• Goal
Gather and copy each line in the records that contains the word "flower". Only lines where the case matches count.

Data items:
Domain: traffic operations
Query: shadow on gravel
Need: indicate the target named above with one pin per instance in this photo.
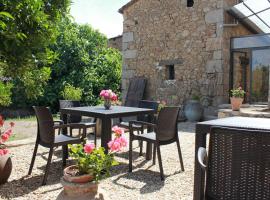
(23, 186)
(150, 178)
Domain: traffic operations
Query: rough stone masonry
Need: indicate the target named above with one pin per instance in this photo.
(183, 51)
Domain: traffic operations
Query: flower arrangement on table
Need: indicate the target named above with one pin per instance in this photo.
(108, 96)
(237, 98)
(161, 104)
(5, 134)
(238, 92)
(93, 161)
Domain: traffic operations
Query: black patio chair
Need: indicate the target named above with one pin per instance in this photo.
(165, 132)
(238, 164)
(135, 91)
(144, 118)
(46, 136)
(77, 118)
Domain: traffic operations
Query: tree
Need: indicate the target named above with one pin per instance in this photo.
(27, 28)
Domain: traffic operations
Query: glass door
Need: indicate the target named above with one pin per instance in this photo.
(260, 76)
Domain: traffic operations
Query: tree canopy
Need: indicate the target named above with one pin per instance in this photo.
(27, 28)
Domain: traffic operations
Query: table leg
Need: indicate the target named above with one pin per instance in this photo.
(106, 132)
(149, 145)
(64, 132)
(199, 175)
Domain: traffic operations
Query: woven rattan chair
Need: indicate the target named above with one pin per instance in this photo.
(238, 164)
(145, 118)
(46, 137)
(72, 119)
(165, 132)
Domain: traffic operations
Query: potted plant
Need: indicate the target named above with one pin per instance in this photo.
(5, 160)
(92, 165)
(108, 96)
(237, 98)
(193, 109)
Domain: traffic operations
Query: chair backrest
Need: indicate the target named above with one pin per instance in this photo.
(167, 124)
(135, 91)
(147, 104)
(45, 125)
(238, 164)
(70, 104)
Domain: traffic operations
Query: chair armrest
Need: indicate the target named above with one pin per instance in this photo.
(69, 126)
(141, 123)
(202, 156)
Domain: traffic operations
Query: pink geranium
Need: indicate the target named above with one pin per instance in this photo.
(88, 148)
(119, 141)
(4, 135)
(108, 94)
(118, 130)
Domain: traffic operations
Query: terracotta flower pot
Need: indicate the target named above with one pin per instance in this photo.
(236, 103)
(77, 185)
(70, 175)
(5, 168)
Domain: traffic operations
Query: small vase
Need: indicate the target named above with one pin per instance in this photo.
(107, 104)
(5, 168)
(236, 103)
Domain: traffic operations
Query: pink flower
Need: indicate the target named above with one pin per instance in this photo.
(114, 146)
(8, 132)
(88, 148)
(4, 137)
(3, 152)
(1, 121)
(123, 141)
(12, 124)
(118, 131)
(114, 97)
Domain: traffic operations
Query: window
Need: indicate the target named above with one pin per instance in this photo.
(170, 73)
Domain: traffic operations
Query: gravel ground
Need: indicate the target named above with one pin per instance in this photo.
(143, 183)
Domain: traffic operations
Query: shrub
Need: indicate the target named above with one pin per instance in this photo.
(72, 93)
(5, 93)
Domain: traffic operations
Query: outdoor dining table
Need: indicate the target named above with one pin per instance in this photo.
(106, 117)
(202, 128)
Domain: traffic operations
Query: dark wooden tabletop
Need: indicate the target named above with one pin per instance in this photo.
(236, 122)
(99, 111)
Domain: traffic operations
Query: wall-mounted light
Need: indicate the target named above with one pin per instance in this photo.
(190, 3)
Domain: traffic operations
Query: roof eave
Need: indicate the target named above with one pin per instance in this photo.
(121, 10)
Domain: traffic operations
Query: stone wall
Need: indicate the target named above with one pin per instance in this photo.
(115, 42)
(158, 34)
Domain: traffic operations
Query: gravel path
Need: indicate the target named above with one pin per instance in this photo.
(143, 183)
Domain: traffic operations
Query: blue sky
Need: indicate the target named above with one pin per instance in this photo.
(100, 14)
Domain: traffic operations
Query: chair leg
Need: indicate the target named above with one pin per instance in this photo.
(95, 136)
(180, 155)
(33, 159)
(160, 162)
(130, 155)
(64, 155)
(47, 166)
(141, 144)
(154, 154)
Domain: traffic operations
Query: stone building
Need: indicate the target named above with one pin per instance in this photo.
(115, 42)
(182, 48)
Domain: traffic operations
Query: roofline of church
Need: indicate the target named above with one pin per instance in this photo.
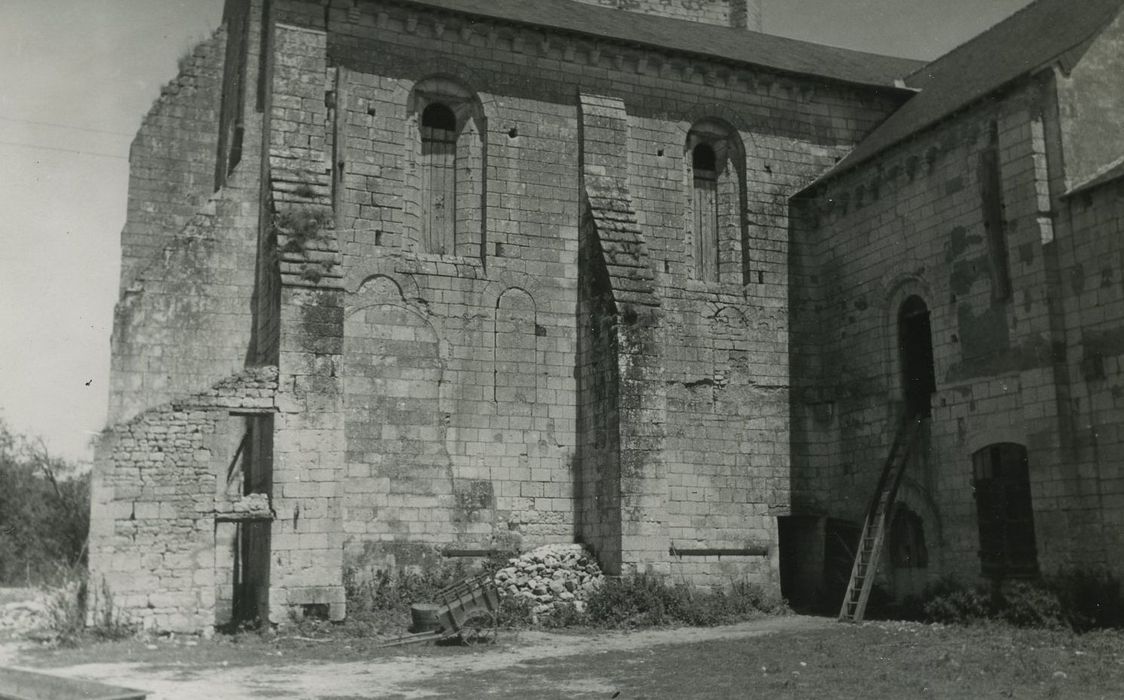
(587, 26)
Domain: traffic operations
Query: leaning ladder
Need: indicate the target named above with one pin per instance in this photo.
(878, 523)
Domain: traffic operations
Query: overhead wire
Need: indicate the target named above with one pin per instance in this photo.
(74, 151)
(64, 126)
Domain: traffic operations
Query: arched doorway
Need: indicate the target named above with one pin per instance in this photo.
(915, 343)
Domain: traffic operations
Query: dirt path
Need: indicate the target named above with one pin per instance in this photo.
(405, 675)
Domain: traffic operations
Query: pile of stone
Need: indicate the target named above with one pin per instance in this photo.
(551, 574)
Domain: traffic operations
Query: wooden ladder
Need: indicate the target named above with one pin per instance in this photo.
(878, 523)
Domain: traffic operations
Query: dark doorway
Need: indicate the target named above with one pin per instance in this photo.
(915, 343)
(252, 551)
(1005, 511)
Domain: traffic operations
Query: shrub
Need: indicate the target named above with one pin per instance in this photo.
(1029, 605)
(44, 512)
(647, 600)
(949, 602)
(1090, 599)
(1075, 599)
(72, 602)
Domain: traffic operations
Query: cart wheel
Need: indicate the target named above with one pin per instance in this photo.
(479, 628)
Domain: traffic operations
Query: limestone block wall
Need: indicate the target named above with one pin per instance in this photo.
(740, 14)
(159, 483)
(912, 223)
(172, 157)
(306, 542)
(460, 433)
(622, 335)
(1094, 290)
(184, 318)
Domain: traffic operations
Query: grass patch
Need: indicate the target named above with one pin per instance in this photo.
(645, 600)
(1077, 600)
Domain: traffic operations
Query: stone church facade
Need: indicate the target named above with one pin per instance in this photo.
(407, 280)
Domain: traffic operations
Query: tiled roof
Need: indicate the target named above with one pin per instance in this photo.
(1042, 33)
(1114, 172)
(723, 43)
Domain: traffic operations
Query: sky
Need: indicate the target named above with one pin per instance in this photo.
(76, 76)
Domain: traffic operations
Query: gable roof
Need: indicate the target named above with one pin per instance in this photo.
(1114, 172)
(1040, 34)
(715, 42)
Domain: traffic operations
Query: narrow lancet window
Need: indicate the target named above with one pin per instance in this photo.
(705, 171)
(438, 179)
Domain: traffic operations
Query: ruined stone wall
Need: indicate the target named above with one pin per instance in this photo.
(912, 223)
(160, 482)
(459, 370)
(1094, 288)
(172, 157)
(741, 14)
(184, 316)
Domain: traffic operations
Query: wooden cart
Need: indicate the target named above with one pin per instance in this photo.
(465, 610)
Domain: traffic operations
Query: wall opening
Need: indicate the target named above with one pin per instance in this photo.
(705, 171)
(446, 188)
(438, 179)
(994, 208)
(1005, 512)
(915, 343)
(245, 537)
(715, 161)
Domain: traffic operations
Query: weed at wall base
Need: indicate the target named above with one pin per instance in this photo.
(76, 611)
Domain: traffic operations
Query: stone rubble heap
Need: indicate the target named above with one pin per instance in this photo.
(551, 574)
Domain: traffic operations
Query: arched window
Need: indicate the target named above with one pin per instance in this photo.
(1005, 512)
(438, 179)
(716, 161)
(705, 175)
(915, 342)
(444, 197)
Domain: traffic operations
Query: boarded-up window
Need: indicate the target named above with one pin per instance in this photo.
(438, 179)
(915, 341)
(1006, 516)
(705, 173)
(993, 205)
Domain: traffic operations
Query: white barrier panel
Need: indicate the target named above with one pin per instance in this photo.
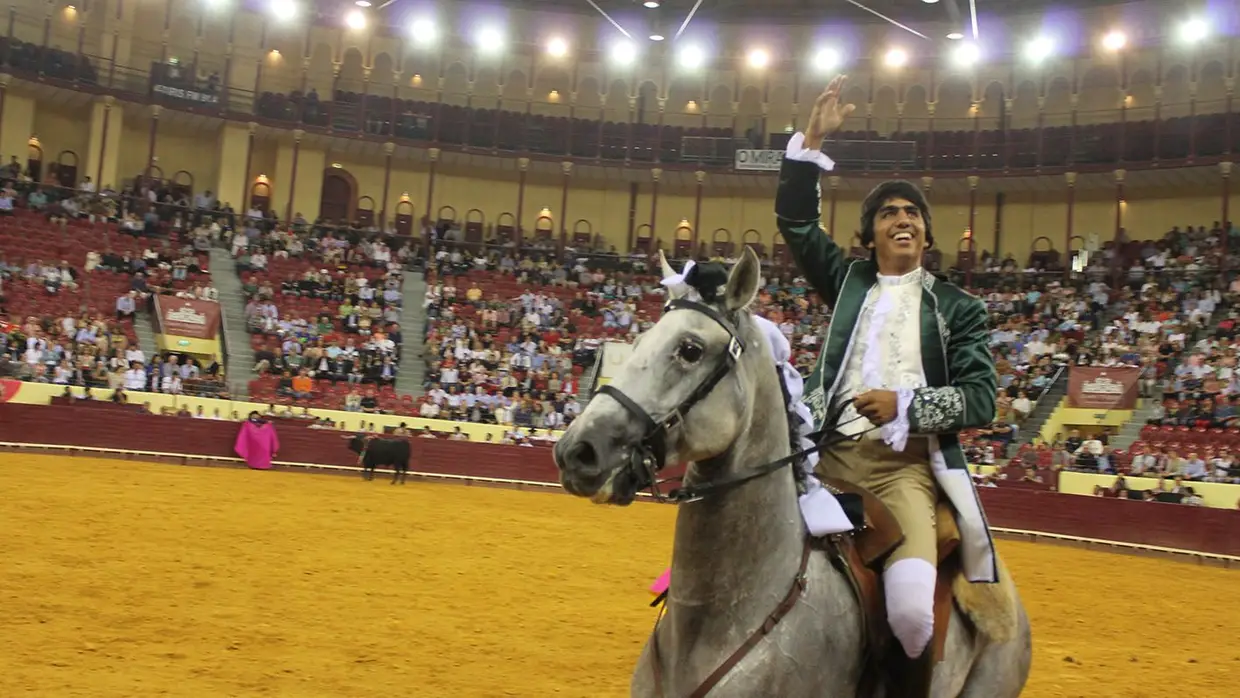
(759, 160)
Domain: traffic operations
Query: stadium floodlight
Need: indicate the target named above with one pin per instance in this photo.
(966, 55)
(557, 47)
(826, 60)
(283, 9)
(423, 31)
(1039, 48)
(895, 57)
(1115, 40)
(490, 40)
(624, 52)
(1193, 30)
(692, 57)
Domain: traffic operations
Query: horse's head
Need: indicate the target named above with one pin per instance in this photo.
(686, 393)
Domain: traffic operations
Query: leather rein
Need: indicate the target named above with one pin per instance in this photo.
(650, 458)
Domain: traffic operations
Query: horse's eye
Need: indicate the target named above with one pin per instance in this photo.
(690, 352)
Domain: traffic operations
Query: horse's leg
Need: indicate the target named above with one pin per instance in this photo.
(1002, 668)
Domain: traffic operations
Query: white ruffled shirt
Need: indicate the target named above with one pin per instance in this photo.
(890, 316)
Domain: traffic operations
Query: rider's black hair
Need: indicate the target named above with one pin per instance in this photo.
(881, 195)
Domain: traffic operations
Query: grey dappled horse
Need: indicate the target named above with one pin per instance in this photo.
(737, 552)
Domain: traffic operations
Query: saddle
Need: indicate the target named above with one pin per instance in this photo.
(861, 557)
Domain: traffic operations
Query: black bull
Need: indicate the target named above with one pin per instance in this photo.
(375, 451)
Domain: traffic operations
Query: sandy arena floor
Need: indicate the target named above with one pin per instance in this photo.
(130, 579)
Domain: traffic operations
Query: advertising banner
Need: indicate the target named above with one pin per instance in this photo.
(185, 318)
(1096, 387)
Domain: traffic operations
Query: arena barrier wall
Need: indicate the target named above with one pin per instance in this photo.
(1141, 523)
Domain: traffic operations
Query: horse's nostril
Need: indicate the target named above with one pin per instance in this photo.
(584, 456)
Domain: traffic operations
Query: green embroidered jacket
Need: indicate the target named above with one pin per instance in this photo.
(955, 340)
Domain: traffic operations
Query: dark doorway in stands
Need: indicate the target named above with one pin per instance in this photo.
(66, 170)
(339, 196)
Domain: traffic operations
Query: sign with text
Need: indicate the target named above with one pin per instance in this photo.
(186, 94)
(759, 160)
(185, 318)
(1102, 387)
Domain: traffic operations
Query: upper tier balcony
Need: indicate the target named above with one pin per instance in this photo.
(1078, 140)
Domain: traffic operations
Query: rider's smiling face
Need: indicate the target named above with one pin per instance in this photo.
(899, 236)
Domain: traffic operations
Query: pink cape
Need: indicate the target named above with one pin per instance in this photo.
(661, 584)
(257, 444)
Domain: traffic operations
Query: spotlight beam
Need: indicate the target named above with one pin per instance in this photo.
(687, 19)
(608, 17)
(884, 17)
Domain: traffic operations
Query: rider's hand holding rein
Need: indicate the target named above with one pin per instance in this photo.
(827, 113)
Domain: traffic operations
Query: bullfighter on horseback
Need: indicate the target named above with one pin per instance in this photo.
(905, 366)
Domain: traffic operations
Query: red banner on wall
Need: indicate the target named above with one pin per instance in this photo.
(1102, 387)
(185, 318)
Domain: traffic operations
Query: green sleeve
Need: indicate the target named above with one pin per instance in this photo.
(797, 213)
(969, 401)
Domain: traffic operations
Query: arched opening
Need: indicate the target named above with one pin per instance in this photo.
(505, 227)
(721, 242)
(365, 211)
(474, 225)
(754, 239)
(35, 159)
(182, 182)
(683, 244)
(261, 194)
(583, 232)
(66, 169)
(339, 196)
(645, 237)
(447, 217)
(965, 254)
(1043, 254)
(404, 216)
(153, 175)
(544, 227)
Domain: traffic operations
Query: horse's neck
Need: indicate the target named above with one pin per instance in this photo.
(748, 539)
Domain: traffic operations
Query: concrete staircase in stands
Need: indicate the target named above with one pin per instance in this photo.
(144, 326)
(413, 324)
(232, 309)
(1045, 407)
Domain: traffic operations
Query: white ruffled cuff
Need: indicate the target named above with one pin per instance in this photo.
(821, 511)
(796, 150)
(895, 433)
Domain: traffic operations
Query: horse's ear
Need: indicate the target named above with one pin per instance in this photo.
(668, 273)
(662, 264)
(743, 282)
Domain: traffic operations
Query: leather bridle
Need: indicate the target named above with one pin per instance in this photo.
(650, 458)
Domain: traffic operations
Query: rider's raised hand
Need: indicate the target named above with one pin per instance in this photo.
(827, 113)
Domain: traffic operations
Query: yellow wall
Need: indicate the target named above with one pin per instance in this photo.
(1064, 418)
(41, 393)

• Task result
Query: flower arrangement on table
Query: terracotta flower pot
Query: pink flower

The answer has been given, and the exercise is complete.